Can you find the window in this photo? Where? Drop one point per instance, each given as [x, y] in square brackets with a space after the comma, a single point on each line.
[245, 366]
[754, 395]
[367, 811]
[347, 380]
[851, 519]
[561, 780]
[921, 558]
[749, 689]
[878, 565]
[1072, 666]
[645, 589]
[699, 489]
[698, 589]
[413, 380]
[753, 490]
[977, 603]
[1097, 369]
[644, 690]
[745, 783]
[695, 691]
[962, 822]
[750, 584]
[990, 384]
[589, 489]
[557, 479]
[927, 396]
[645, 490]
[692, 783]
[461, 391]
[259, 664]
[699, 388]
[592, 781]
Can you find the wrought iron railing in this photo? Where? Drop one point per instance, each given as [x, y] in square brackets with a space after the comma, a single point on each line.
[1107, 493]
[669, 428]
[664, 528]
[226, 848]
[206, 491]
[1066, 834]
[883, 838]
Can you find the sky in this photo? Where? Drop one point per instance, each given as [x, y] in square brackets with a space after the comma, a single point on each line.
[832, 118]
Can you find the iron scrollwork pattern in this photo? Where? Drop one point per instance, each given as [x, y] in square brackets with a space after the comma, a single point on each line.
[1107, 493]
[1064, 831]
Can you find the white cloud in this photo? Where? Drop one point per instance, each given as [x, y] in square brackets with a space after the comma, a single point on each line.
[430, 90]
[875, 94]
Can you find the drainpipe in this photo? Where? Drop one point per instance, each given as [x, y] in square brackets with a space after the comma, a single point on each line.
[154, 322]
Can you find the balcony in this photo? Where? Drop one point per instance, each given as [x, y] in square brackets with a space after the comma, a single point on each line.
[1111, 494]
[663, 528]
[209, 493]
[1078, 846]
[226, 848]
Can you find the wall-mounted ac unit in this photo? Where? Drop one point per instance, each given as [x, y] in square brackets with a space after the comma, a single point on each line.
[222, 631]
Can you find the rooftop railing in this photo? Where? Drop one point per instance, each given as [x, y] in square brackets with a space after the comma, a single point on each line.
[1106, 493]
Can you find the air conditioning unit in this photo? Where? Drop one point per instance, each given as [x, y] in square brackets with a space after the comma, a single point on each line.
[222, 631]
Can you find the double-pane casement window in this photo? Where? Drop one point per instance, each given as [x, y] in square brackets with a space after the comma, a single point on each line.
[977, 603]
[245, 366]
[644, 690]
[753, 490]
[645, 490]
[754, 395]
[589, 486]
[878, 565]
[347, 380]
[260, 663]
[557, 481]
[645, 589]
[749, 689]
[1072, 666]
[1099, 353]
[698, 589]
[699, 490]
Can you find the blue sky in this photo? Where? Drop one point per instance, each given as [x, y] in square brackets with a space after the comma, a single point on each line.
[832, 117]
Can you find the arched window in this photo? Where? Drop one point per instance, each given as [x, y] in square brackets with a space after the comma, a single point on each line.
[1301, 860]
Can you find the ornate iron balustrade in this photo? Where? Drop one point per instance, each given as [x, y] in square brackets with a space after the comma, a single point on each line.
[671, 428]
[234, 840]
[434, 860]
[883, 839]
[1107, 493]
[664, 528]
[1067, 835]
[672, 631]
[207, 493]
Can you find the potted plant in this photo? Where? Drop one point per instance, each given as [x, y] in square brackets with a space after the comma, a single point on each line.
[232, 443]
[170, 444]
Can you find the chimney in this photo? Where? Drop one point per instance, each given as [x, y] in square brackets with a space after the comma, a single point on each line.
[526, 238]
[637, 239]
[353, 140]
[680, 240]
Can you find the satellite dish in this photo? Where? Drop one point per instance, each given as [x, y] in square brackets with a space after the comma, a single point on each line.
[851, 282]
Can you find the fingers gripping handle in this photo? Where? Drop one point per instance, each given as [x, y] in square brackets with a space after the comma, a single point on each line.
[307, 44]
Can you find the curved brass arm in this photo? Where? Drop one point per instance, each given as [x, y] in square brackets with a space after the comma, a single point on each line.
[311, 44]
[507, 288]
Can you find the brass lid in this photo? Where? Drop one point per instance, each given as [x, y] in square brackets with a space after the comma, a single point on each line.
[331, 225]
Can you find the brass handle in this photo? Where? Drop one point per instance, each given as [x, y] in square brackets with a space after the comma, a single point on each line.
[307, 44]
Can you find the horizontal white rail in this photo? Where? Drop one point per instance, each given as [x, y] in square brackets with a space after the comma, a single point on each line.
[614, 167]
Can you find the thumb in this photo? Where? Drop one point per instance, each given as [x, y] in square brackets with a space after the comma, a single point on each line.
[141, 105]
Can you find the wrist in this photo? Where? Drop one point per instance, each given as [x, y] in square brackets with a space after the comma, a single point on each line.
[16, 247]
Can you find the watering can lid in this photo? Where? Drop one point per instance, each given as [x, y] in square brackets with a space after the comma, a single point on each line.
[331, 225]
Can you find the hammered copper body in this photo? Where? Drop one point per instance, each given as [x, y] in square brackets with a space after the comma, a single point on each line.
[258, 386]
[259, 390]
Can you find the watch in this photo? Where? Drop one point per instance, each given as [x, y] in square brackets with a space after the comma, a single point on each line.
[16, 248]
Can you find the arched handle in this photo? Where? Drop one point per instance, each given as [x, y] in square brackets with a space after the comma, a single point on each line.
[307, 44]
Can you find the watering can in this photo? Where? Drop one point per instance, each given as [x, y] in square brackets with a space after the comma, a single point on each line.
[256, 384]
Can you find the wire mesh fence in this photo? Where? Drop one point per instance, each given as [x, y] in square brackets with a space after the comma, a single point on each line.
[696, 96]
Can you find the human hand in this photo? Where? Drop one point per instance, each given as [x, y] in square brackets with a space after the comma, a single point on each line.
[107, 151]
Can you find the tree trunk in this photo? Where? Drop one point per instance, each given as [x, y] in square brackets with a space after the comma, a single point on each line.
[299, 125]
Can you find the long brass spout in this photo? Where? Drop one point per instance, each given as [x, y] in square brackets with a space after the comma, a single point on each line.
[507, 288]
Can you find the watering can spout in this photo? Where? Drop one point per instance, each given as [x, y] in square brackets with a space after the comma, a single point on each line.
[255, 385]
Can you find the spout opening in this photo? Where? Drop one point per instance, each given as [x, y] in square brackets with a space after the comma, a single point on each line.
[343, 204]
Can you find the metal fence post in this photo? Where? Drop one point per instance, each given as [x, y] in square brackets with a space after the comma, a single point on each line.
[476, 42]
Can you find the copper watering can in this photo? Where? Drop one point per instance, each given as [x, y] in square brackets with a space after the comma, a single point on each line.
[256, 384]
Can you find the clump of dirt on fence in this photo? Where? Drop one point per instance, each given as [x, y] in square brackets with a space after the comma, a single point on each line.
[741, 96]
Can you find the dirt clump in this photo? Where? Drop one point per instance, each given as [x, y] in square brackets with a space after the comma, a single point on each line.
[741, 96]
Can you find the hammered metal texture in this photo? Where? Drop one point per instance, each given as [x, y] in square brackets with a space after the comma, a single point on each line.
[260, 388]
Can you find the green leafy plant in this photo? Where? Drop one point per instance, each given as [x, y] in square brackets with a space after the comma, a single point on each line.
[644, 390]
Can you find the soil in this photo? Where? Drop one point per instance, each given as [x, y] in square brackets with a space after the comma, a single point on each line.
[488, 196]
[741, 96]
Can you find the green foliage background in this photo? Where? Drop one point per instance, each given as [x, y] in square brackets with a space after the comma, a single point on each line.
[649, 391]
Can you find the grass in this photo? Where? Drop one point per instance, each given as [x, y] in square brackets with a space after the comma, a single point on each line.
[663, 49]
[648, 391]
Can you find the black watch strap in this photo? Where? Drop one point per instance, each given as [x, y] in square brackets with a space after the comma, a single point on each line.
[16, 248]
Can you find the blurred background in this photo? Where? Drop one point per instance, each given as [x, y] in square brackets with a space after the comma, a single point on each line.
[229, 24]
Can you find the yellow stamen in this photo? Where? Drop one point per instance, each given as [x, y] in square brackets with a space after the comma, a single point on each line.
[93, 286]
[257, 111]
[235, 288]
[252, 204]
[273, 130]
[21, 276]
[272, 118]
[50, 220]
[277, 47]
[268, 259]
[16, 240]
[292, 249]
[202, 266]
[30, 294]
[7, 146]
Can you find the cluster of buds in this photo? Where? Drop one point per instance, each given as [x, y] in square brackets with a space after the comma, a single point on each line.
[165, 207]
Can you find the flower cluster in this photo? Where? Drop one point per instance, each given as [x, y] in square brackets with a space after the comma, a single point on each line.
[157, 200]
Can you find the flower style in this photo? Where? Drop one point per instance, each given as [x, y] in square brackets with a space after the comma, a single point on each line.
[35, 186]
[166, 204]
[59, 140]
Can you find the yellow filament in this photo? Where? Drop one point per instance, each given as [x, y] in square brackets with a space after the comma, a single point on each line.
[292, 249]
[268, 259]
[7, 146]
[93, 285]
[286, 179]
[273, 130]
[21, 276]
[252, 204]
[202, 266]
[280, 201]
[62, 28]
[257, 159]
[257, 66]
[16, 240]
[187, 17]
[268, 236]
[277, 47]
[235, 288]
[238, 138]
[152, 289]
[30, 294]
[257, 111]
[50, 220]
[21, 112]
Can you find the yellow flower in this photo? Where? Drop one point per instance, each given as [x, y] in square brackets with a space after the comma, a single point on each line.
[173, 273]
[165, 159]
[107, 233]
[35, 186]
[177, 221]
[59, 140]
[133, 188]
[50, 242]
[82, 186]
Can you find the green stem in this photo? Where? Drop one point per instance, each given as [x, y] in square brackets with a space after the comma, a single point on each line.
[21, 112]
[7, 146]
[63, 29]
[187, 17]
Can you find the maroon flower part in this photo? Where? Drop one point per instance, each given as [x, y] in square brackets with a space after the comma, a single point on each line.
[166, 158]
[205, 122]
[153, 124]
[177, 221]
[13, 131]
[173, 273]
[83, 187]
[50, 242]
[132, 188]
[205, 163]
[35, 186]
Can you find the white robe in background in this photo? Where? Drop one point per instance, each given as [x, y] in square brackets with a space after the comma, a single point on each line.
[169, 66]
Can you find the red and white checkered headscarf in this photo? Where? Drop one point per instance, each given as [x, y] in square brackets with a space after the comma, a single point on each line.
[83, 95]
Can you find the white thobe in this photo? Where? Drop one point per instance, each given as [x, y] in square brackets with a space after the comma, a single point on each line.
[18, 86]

* [What you need to do] Write out exactly the lines that begin at the one containing "Can you find the maroon" and continue through the last line of the data, and only those.

* [Answer for this exercise]
Can you find the maroon flower part in this photo? Where? Drop one point per instance, each given as [x, y] in square brackets with a space after the comma, a single point on each line.
[166, 158]
[205, 122]
[153, 124]
[177, 221]
[13, 131]
[173, 273]
[83, 187]
[50, 242]
[132, 188]
[205, 163]
[35, 186]
Can you find the white robe in background in this photo? Where? Drop one point per instance, each given as [x, y] in square brackets with a space after the comma, a single point on each line.
[169, 66]
Can you find the red and white checkered headscarf in this photo? Where? Drop one point per instance, each given as [x, y] in square brackets with a space after the comma, a single point on each line.
[83, 95]
Can you find the white thobe in this photo? Where? Drop one point per instance, each given as [x, y] in square brackets with a space after the comma, a single point on each line.
[18, 86]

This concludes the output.